> **Work required**: All entries below need to be written out exactly, but without their pictures.

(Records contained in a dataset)
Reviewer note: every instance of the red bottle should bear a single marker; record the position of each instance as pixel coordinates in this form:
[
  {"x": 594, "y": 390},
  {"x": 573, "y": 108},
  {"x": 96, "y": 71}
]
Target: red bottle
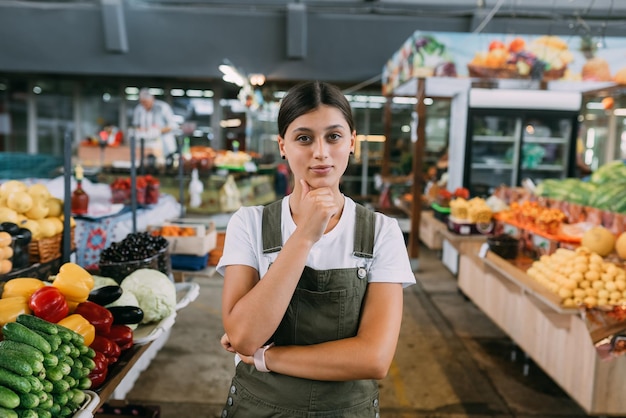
[{"x": 80, "y": 199}]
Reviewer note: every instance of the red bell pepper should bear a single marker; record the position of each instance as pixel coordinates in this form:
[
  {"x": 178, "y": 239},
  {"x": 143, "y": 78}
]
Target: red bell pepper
[
  {"x": 98, "y": 316},
  {"x": 48, "y": 303},
  {"x": 122, "y": 335},
  {"x": 99, "y": 373},
  {"x": 109, "y": 348}
]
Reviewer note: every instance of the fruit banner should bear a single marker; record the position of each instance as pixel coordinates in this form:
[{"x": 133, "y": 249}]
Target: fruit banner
[{"x": 497, "y": 55}]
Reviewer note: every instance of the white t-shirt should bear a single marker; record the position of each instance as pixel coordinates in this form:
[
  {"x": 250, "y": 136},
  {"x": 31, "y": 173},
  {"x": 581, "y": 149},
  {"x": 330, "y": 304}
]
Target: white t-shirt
[{"x": 244, "y": 245}]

> **Correct answer**:
Reviewer note: every instance of the red bottle should bear a single marker; record the position of each instance as pixel coordinates in this form:
[
  {"x": 594, "y": 390},
  {"x": 573, "y": 108},
  {"x": 96, "y": 71}
]
Target: red bottle
[{"x": 80, "y": 199}]
Reviewer note: every instance of the red bell pepper should bear a single marker; record the position of each instance as pixel coordinates in this form:
[
  {"x": 178, "y": 239},
  {"x": 143, "y": 78}
]
Target: red bell pepper
[
  {"x": 98, "y": 316},
  {"x": 48, "y": 303},
  {"x": 122, "y": 335},
  {"x": 99, "y": 373},
  {"x": 109, "y": 348}
]
Reviewer note: every instance of the fruit banner should bear a single marker; record the position of each instance as pixel coordinates in this form:
[{"x": 133, "y": 249}]
Target: fruit banner
[{"x": 497, "y": 55}]
Reviewer note: every instance of the white t-shirt should bear a single marker; record the position of each instance as pixel coordinates in this form:
[
  {"x": 250, "y": 136},
  {"x": 31, "y": 173},
  {"x": 581, "y": 149},
  {"x": 330, "y": 304}
]
Target: white t-shirt
[{"x": 244, "y": 245}]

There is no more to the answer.